Please pull out every line in the material below that contains the word "jacket" and copy each of those lines in full.
>> Start
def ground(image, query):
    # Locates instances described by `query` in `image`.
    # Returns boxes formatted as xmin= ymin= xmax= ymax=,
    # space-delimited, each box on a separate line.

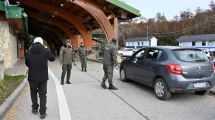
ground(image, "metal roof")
xmin=125 ymin=36 xmax=154 ymax=42
xmin=105 ymin=0 xmax=141 ymax=16
xmin=176 ymin=34 xmax=215 ymax=42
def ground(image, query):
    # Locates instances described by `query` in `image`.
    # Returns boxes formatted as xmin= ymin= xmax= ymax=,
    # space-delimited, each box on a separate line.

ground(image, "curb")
xmin=0 ymin=78 xmax=28 ymax=120
xmin=209 ymin=90 xmax=215 ymax=95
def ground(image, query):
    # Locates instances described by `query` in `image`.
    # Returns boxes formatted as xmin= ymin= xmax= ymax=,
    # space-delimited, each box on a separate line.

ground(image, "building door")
xmin=19 ymin=41 xmax=25 ymax=57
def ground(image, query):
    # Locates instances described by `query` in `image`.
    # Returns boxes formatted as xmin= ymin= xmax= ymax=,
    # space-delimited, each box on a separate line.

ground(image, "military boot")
xmin=61 ymin=80 xmax=64 ymax=85
xmin=101 ymin=81 xmax=107 ymax=89
xmin=108 ymin=84 xmax=118 ymax=90
xmin=66 ymin=80 xmax=71 ymax=84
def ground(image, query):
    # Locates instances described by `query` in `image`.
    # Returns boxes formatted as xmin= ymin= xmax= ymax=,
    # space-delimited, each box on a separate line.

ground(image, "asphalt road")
xmin=3 ymin=59 xmax=215 ymax=120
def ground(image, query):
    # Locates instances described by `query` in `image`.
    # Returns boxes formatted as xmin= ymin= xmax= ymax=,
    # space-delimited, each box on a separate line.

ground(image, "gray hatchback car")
xmin=120 ymin=46 xmax=215 ymax=100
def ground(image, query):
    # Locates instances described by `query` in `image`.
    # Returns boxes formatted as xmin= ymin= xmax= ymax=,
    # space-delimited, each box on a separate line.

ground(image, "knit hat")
xmin=34 ymin=37 xmax=43 ymax=45
xmin=66 ymin=39 xmax=72 ymax=43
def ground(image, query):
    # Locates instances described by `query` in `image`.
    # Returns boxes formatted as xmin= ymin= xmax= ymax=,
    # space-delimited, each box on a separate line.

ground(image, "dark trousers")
xmin=29 ymin=81 xmax=47 ymax=115
xmin=102 ymin=64 xmax=114 ymax=84
xmin=61 ymin=64 xmax=72 ymax=81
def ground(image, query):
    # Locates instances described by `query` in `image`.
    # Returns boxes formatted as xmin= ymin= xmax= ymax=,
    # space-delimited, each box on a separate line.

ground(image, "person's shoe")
xmin=101 ymin=81 xmax=107 ymax=89
xmin=61 ymin=80 xmax=64 ymax=85
xmin=40 ymin=114 xmax=47 ymax=119
xmin=108 ymin=84 xmax=118 ymax=90
xmin=66 ymin=81 xmax=71 ymax=84
xmin=32 ymin=109 xmax=38 ymax=114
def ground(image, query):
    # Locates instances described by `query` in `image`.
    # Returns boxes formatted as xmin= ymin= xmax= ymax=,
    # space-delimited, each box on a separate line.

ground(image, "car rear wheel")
xmin=154 ymin=78 xmax=171 ymax=100
xmin=195 ymin=90 xmax=210 ymax=95
xmin=120 ymin=68 xmax=129 ymax=82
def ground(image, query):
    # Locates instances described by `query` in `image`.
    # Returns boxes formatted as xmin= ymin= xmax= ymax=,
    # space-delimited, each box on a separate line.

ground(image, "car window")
xmin=145 ymin=49 xmax=163 ymax=61
xmin=172 ymin=50 xmax=208 ymax=62
xmin=119 ymin=48 xmax=125 ymax=51
xmin=133 ymin=50 xmax=145 ymax=60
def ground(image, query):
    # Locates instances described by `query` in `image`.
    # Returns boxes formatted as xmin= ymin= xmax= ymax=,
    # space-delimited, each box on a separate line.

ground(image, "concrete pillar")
xmin=0 ymin=21 xmax=19 ymax=68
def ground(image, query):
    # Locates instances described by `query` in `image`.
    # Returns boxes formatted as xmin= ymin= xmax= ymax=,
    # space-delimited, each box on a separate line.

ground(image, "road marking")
xmin=49 ymin=69 xmax=72 ymax=120
xmin=48 ymin=64 xmax=98 ymax=67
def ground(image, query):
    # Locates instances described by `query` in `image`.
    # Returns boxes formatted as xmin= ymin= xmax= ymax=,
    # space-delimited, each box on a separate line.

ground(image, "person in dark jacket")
xmin=25 ymin=37 xmax=55 ymax=119
xmin=78 ymin=42 xmax=88 ymax=72
xmin=101 ymin=38 xmax=119 ymax=90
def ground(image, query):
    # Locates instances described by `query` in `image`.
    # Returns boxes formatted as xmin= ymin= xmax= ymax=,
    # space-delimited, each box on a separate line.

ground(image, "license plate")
xmin=194 ymin=82 xmax=206 ymax=88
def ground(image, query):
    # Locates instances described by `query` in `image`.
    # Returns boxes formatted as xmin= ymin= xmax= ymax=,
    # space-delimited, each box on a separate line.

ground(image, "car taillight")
xmin=166 ymin=64 xmax=181 ymax=75
xmin=213 ymin=64 xmax=214 ymax=73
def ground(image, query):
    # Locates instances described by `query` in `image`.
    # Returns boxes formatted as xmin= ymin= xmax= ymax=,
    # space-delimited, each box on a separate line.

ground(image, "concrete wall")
xmin=0 ymin=21 xmax=17 ymax=68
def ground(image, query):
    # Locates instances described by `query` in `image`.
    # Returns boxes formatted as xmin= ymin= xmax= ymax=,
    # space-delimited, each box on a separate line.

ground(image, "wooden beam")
xmin=107 ymin=13 xmax=114 ymax=20
xmin=15 ymin=0 xmax=92 ymax=50
xmin=75 ymin=9 xmax=84 ymax=16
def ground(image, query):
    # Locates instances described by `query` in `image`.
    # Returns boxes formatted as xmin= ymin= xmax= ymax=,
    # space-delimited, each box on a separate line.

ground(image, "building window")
xmin=208 ymin=41 xmax=213 ymax=46
xmin=202 ymin=41 xmax=206 ymax=46
xmin=192 ymin=42 xmax=196 ymax=46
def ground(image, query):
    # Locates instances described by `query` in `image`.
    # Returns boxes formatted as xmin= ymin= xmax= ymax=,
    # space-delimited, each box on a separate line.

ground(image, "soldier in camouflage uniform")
xmin=101 ymin=38 xmax=119 ymax=90
xmin=78 ymin=42 xmax=88 ymax=72
xmin=59 ymin=39 xmax=76 ymax=85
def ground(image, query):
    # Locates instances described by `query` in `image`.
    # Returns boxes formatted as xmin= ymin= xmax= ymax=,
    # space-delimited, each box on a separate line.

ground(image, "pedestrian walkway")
xmin=5 ymin=58 xmax=27 ymax=76
xmin=3 ymin=58 xmax=215 ymax=120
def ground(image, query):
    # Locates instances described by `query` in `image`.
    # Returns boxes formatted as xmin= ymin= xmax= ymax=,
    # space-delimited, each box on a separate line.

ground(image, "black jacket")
xmin=25 ymin=43 xmax=55 ymax=82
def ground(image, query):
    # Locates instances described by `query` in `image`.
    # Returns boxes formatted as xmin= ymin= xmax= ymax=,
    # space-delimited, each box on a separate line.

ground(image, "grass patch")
xmin=0 ymin=75 xmax=26 ymax=105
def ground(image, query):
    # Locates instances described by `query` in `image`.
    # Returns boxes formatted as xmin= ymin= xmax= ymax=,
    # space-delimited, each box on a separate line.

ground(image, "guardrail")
xmin=0 ymin=59 xmax=4 ymax=82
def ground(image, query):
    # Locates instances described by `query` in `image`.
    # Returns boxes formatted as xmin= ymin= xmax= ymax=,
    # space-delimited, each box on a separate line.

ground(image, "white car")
xmin=118 ymin=48 xmax=134 ymax=57
xmin=202 ymin=49 xmax=211 ymax=60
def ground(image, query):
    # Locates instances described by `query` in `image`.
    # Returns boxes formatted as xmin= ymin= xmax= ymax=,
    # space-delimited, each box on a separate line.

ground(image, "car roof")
xmin=144 ymin=46 xmax=201 ymax=50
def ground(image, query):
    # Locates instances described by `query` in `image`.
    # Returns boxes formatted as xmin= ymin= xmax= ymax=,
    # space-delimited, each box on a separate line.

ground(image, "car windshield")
xmin=119 ymin=48 xmax=125 ymax=51
xmin=172 ymin=50 xmax=208 ymax=62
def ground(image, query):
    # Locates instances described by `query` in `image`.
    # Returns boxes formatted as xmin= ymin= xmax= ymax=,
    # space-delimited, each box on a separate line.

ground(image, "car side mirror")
xmin=134 ymin=58 xmax=138 ymax=63
xmin=126 ymin=56 xmax=131 ymax=60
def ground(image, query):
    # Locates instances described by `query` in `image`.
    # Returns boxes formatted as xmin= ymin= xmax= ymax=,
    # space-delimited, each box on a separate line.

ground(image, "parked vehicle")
xmin=202 ymin=49 xmax=211 ymax=60
xmin=120 ymin=46 xmax=215 ymax=100
xmin=133 ymin=48 xmax=141 ymax=54
xmin=118 ymin=48 xmax=134 ymax=57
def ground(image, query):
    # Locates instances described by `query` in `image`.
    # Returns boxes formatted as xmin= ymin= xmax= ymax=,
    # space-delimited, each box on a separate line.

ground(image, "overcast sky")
xmin=123 ymin=0 xmax=215 ymax=20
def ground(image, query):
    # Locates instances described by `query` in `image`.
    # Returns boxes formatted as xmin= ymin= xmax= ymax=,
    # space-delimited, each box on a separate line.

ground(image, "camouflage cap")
xmin=112 ymin=37 xmax=117 ymax=43
xmin=66 ymin=39 xmax=72 ymax=43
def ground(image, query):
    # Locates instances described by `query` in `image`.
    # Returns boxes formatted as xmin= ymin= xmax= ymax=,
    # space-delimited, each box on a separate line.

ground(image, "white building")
xmin=125 ymin=36 xmax=158 ymax=48
xmin=177 ymin=34 xmax=215 ymax=51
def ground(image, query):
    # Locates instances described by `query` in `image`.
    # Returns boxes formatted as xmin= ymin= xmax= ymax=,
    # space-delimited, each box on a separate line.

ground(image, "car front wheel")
xmin=154 ymin=78 xmax=171 ymax=100
xmin=120 ymin=68 xmax=129 ymax=82
xmin=195 ymin=90 xmax=210 ymax=95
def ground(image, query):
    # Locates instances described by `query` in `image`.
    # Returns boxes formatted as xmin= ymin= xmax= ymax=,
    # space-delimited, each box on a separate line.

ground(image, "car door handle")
xmin=152 ymin=66 xmax=155 ymax=69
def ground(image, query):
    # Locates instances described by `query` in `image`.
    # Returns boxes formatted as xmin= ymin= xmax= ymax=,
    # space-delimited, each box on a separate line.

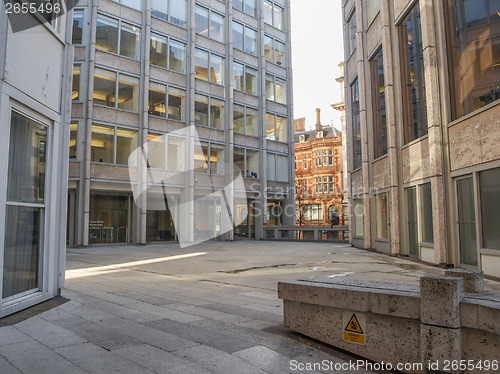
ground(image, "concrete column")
xmin=420 ymin=276 xmax=464 ymax=370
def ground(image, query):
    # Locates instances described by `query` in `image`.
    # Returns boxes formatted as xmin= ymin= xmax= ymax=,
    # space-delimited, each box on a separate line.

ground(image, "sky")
xmin=290 ymin=0 xmax=344 ymax=130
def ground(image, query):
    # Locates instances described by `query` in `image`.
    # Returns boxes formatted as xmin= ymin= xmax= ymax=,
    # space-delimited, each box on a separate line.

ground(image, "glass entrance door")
xmin=2 ymin=111 xmax=47 ymax=299
xmin=457 ymin=177 xmax=478 ymax=266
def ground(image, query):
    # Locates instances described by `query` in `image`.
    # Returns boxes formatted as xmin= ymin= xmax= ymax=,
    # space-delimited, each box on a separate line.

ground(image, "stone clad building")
xmin=342 ymin=0 xmax=500 ymax=277
xmin=68 ymin=0 xmax=294 ymax=246
xmin=0 ymin=5 xmax=73 ymax=318
xmin=295 ymin=109 xmax=344 ymax=225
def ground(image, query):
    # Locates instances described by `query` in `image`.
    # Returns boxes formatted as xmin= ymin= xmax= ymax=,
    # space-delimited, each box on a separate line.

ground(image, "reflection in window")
xmin=400 ymin=2 xmax=428 ymax=143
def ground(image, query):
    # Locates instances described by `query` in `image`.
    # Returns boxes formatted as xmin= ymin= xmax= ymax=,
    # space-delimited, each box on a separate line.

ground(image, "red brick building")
xmin=294 ymin=109 xmax=343 ymax=226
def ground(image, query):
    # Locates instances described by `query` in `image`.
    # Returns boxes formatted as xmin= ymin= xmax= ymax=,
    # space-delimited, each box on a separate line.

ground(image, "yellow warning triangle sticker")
xmin=344 ymin=314 xmax=364 ymax=334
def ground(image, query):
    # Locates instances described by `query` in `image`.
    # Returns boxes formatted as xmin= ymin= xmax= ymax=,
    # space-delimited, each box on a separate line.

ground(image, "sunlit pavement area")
xmin=0 ymin=241 xmax=500 ymax=374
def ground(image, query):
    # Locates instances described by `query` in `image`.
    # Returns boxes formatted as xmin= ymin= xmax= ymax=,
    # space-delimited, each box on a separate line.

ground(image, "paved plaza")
xmin=0 ymin=241 xmax=500 ymax=374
>> End
» **ANSWER FOR THE TASK**
ground(image, "person in dark jacket")
ground(image, "black jacket")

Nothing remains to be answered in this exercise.